- **WHAT YOU SHOULD DO**: Take the line containing "Practice. Point out each instance of the red" and every line after it in the data below, and print them exactly as given, with nothing else.

- **DATA FOR THIS TASK**:
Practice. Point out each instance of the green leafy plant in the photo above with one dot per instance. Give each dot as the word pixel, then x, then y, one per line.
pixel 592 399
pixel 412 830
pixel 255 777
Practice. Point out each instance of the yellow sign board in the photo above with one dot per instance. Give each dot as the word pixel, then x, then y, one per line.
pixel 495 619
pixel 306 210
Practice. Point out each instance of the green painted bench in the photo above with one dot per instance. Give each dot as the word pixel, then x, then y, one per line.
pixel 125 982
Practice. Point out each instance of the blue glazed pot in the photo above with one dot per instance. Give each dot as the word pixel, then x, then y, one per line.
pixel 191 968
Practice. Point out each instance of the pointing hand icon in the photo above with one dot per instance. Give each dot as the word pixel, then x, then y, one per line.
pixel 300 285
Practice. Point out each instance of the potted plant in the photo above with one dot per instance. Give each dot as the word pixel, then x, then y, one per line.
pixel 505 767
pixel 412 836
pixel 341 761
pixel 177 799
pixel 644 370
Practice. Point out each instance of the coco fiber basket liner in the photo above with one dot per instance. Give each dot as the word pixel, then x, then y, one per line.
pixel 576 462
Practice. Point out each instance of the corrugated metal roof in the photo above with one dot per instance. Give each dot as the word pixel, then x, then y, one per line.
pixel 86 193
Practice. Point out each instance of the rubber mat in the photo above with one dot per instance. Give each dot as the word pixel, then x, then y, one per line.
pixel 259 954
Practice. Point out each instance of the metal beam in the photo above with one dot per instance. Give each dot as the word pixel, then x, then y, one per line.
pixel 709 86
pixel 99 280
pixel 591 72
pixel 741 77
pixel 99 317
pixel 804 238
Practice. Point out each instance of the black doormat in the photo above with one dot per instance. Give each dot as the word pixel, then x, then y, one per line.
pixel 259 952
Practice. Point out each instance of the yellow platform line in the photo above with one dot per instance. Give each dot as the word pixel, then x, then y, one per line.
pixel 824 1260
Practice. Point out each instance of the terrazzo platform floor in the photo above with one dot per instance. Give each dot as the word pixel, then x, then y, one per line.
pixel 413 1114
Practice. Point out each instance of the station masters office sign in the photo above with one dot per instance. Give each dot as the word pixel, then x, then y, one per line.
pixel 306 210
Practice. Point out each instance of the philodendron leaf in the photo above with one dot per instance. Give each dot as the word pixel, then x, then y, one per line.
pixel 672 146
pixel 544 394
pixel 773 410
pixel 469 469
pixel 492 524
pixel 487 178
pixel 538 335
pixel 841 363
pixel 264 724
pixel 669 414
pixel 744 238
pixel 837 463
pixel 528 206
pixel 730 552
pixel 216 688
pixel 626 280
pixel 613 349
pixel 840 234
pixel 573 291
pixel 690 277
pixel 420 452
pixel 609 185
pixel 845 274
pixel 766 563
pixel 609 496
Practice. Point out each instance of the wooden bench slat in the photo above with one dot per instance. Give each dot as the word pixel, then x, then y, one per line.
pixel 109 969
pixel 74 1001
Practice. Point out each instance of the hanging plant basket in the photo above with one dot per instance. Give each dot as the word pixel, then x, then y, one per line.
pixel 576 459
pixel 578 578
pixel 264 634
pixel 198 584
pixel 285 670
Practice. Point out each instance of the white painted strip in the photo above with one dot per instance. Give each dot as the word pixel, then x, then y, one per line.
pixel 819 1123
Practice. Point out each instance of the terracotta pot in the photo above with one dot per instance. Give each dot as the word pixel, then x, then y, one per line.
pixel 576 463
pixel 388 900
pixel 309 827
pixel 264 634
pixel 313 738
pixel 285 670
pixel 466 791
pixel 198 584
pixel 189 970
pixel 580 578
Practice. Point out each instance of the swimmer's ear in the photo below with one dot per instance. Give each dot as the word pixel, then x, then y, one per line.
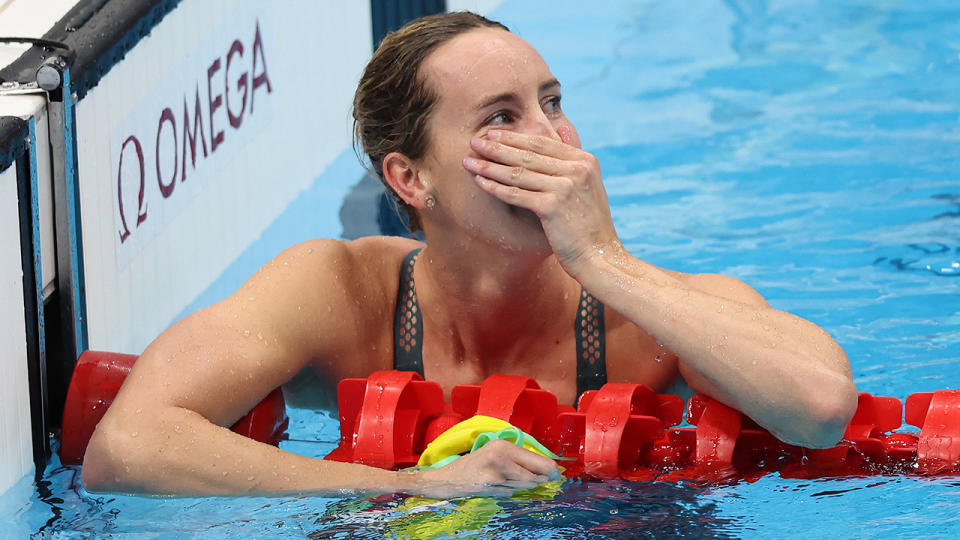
pixel 403 175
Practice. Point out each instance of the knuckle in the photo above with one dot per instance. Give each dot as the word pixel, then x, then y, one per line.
pixel 581 169
pixel 537 143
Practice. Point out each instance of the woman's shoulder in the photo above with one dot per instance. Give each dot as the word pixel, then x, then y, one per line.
pixel 367 252
pixel 357 265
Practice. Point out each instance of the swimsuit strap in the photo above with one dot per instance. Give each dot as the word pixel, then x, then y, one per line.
pixel 591 344
pixel 407 321
pixel 408 332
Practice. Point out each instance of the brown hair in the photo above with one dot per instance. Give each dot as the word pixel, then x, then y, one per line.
pixel 393 102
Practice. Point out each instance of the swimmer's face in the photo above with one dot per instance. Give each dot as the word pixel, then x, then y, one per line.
pixel 485 79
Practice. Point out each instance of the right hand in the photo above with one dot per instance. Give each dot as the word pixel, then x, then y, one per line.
pixel 499 467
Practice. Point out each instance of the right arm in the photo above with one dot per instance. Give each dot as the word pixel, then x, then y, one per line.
pixel 166 431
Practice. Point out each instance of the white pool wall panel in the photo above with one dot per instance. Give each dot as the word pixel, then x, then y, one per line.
pixel 314 56
pixel 16 450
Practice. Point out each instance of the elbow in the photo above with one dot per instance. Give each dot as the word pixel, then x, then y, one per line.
pixel 107 462
pixel 831 415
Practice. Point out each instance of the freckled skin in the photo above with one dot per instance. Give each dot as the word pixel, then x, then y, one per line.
pixel 519 224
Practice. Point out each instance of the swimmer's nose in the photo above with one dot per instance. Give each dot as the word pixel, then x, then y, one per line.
pixel 541 125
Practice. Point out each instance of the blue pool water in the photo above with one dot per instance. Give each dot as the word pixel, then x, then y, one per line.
pixel 808 147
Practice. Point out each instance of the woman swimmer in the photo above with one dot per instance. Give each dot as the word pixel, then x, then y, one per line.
pixel 461 119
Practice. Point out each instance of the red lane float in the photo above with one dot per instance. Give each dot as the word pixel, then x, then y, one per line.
pixel 96 380
pixel 626 430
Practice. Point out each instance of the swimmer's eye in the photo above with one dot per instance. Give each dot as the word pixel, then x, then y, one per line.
pixel 551 105
pixel 500 118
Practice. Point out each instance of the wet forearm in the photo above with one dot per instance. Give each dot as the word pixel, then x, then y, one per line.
pixel 177 451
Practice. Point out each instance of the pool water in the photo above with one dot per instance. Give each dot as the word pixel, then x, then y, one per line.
pixel 808 147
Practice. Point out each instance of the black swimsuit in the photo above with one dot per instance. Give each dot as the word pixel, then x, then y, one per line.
pixel 408 333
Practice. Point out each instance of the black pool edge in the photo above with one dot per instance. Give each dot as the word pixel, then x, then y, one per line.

- **TASK RESPONSE**:
Practice. Point out each instance of the red lane float in the photo above with one dot per instance. Give each dot as the word pixel, then x, then y, one per line.
pixel 96 380
pixel 626 430
Practice. Point out each instance of the swimmer's eye in the photo above with one dot per instance. Give each dot as the word pixel, then x, then y, one per line.
pixel 551 105
pixel 500 118
Practice. Point out each instance of the wet forearm in the photo above with one dot per instance. Give each dot as the word pixel, then x, then y, one per line.
pixel 177 451
Practice. Point out each instance of the pool water in the photo above with one dot per instance. Give each dot as the word pixel, then x, then y, one per line.
pixel 808 147
Practice. Point out each instance of the black swimsuit in the photo above with one dot per instance. Give each dot as the word pixel, then x, then y, one per line.
pixel 408 333
Practice. Point out each instance of the black pool edge in the photo above with one dot per instance. Give each dot as the word pixel, then x, then y, one per line.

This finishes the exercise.